### Task brief
Establish how many lines below contain the string "highlight". Respond with that number alone.

BEGIN Input data

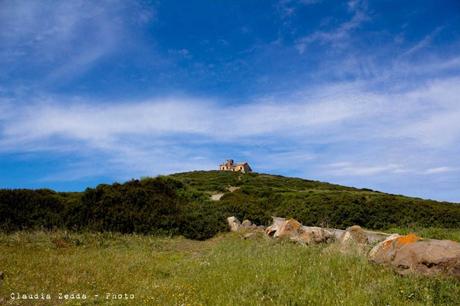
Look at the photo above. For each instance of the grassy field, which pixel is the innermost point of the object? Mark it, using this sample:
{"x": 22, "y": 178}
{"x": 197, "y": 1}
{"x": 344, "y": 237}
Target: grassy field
{"x": 225, "y": 270}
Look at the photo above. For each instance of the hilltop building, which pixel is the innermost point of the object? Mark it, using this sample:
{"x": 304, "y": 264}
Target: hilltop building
{"x": 229, "y": 165}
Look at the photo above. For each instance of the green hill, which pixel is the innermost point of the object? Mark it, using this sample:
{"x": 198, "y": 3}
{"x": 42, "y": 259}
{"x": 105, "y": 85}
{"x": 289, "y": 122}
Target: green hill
{"x": 316, "y": 203}
{"x": 180, "y": 204}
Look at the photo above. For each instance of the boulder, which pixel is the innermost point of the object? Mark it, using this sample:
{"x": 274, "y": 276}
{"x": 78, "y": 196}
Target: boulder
{"x": 313, "y": 234}
{"x": 410, "y": 254}
{"x": 293, "y": 230}
{"x": 272, "y": 229}
{"x": 288, "y": 229}
{"x": 354, "y": 234}
{"x": 233, "y": 223}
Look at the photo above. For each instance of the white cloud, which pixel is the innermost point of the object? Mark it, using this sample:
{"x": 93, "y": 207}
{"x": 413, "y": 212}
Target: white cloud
{"x": 351, "y": 169}
{"x": 340, "y": 34}
{"x": 64, "y": 39}
{"x": 438, "y": 170}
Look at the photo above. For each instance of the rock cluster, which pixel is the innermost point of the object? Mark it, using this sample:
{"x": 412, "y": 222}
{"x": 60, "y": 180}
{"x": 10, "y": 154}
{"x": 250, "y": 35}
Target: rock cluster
{"x": 405, "y": 253}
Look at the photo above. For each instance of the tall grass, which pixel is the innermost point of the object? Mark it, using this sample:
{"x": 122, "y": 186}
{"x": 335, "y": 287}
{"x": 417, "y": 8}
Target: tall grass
{"x": 226, "y": 270}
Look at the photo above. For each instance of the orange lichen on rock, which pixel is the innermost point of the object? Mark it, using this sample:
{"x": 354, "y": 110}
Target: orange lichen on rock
{"x": 407, "y": 239}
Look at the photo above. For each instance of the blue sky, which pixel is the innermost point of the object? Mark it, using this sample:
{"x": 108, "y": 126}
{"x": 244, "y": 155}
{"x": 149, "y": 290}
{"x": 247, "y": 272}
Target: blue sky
{"x": 360, "y": 93}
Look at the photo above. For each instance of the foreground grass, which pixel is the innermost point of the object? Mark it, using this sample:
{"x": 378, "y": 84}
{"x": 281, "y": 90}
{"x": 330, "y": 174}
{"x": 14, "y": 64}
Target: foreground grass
{"x": 226, "y": 270}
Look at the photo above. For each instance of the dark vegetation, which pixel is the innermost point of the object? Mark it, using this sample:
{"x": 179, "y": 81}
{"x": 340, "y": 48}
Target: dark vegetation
{"x": 179, "y": 205}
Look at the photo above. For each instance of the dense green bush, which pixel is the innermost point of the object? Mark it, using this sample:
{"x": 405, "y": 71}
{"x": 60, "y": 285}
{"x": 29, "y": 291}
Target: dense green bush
{"x": 179, "y": 204}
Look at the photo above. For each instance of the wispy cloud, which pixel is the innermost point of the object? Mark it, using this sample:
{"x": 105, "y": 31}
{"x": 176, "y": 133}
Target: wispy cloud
{"x": 64, "y": 39}
{"x": 341, "y": 33}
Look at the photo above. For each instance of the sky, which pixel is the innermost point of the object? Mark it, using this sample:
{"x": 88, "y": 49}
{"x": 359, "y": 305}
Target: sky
{"x": 359, "y": 93}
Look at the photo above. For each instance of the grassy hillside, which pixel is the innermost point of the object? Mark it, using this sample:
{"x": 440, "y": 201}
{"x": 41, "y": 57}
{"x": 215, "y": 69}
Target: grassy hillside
{"x": 315, "y": 203}
{"x": 225, "y": 270}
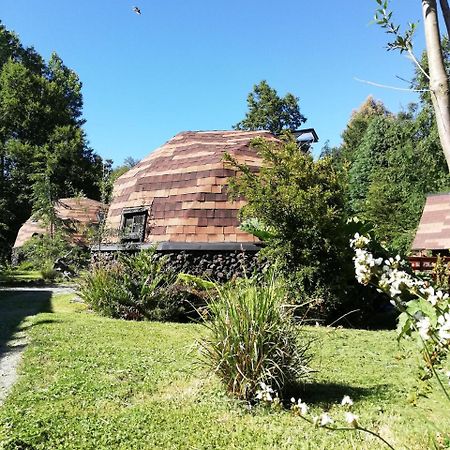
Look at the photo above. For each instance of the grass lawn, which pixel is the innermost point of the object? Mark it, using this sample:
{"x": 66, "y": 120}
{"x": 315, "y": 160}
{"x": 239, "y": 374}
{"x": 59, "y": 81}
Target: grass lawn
{"x": 20, "y": 277}
{"x": 89, "y": 382}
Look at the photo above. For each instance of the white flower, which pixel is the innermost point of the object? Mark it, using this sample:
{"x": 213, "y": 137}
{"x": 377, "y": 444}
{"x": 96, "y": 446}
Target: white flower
{"x": 299, "y": 406}
{"x": 423, "y": 326}
{"x": 325, "y": 419}
{"x": 359, "y": 241}
{"x": 347, "y": 401}
{"x": 265, "y": 393}
{"x": 444, "y": 328}
{"x": 351, "y": 419}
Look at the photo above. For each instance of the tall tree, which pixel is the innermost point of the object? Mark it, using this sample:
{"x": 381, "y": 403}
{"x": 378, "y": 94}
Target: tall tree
{"x": 436, "y": 75}
{"x": 268, "y": 111}
{"x": 40, "y": 133}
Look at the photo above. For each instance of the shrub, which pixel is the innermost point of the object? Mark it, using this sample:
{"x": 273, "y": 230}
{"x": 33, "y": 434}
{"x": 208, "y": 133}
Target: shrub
{"x": 48, "y": 272}
{"x": 137, "y": 287}
{"x": 297, "y": 206}
{"x": 253, "y": 339}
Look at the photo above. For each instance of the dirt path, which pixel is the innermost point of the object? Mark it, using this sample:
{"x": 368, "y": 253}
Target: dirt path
{"x": 17, "y": 306}
{"x": 9, "y": 362}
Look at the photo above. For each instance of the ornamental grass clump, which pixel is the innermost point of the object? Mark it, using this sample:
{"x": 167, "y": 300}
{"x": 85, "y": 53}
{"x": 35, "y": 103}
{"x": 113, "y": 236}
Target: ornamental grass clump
{"x": 253, "y": 339}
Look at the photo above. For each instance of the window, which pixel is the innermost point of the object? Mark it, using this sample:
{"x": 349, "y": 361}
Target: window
{"x": 133, "y": 225}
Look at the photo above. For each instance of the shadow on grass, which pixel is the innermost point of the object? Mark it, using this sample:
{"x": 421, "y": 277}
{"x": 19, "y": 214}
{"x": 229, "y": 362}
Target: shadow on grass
{"x": 326, "y": 394}
{"x": 15, "y": 306}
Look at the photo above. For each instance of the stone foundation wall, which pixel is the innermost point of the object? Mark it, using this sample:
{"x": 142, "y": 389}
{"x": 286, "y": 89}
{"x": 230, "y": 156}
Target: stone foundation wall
{"x": 215, "y": 265}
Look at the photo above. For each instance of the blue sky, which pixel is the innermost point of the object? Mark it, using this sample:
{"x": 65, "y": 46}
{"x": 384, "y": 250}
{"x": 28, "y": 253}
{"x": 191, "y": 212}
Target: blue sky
{"x": 189, "y": 65}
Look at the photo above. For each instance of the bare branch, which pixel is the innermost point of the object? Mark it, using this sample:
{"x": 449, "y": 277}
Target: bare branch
{"x": 417, "y": 63}
{"x": 446, "y": 13}
{"x": 390, "y": 87}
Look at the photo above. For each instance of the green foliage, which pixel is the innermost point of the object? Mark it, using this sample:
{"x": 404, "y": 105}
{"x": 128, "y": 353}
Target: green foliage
{"x": 253, "y": 339}
{"x": 257, "y": 228}
{"x": 268, "y": 111}
{"x": 396, "y": 164}
{"x": 41, "y": 138}
{"x": 42, "y": 251}
{"x": 302, "y": 202}
{"x": 137, "y": 287}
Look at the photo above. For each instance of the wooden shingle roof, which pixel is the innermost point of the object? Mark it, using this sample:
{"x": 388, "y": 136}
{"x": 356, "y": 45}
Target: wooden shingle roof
{"x": 433, "y": 232}
{"x": 79, "y": 211}
{"x": 183, "y": 186}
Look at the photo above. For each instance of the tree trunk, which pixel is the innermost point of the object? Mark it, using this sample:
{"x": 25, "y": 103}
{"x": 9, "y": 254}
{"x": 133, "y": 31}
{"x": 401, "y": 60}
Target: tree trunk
{"x": 439, "y": 87}
{"x": 446, "y": 13}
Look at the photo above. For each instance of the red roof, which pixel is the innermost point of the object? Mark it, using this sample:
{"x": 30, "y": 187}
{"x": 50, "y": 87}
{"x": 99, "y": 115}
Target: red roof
{"x": 433, "y": 232}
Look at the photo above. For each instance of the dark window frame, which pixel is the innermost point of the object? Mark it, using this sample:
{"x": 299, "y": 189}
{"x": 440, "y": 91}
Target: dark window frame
{"x": 134, "y": 224}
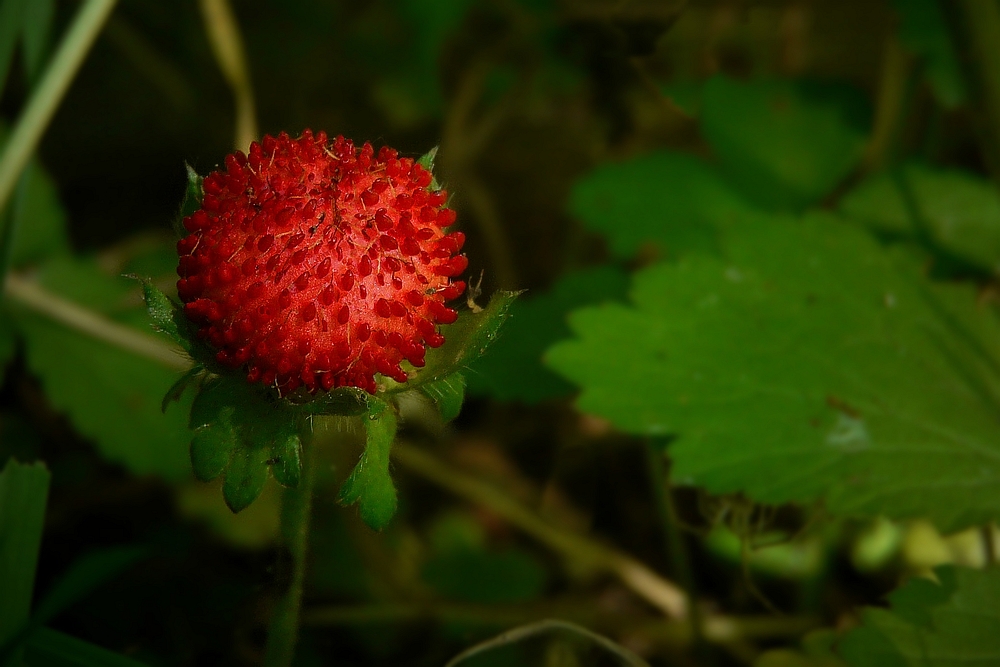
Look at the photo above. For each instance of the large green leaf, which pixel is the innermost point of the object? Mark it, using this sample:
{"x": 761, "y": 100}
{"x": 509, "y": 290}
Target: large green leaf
{"x": 923, "y": 29}
{"x": 785, "y": 144}
{"x": 956, "y": 211}
{"x": 954, "y": 621}
{"x": 512, "y": 367}
{"x": 24, "y": 490}
{"x": 811, "y": 364}
{"x": 241, "y": 431}
{"x": 112, "y": 396}
{"x": 673, "y": 200}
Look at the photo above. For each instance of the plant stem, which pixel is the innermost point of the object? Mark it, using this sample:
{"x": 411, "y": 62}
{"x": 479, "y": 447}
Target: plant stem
{"x": 227, "y": 46}
{"x": 296, "y": 512}
{"x": 586, "y": 552}
{"x": 675, "y": 543}
{"x": 29, "y": 293}
{"x": 43, "y": 103}
{"x": 895, "y": 92}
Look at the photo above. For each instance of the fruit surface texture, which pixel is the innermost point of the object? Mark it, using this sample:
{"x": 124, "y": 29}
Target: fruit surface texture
{"x": 317, "y": 264}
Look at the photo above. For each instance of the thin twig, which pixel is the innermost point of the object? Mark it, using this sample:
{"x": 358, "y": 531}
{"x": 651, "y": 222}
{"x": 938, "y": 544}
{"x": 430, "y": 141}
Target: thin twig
{"x": 718, "y": 629}
{"x": 227, "y": 45}
{"x": 29, "y": 293}
{"x": 584, "y": 551}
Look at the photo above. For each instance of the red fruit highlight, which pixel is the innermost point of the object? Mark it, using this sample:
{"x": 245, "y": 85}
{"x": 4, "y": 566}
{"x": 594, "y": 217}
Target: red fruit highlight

END Input data

### Task response
2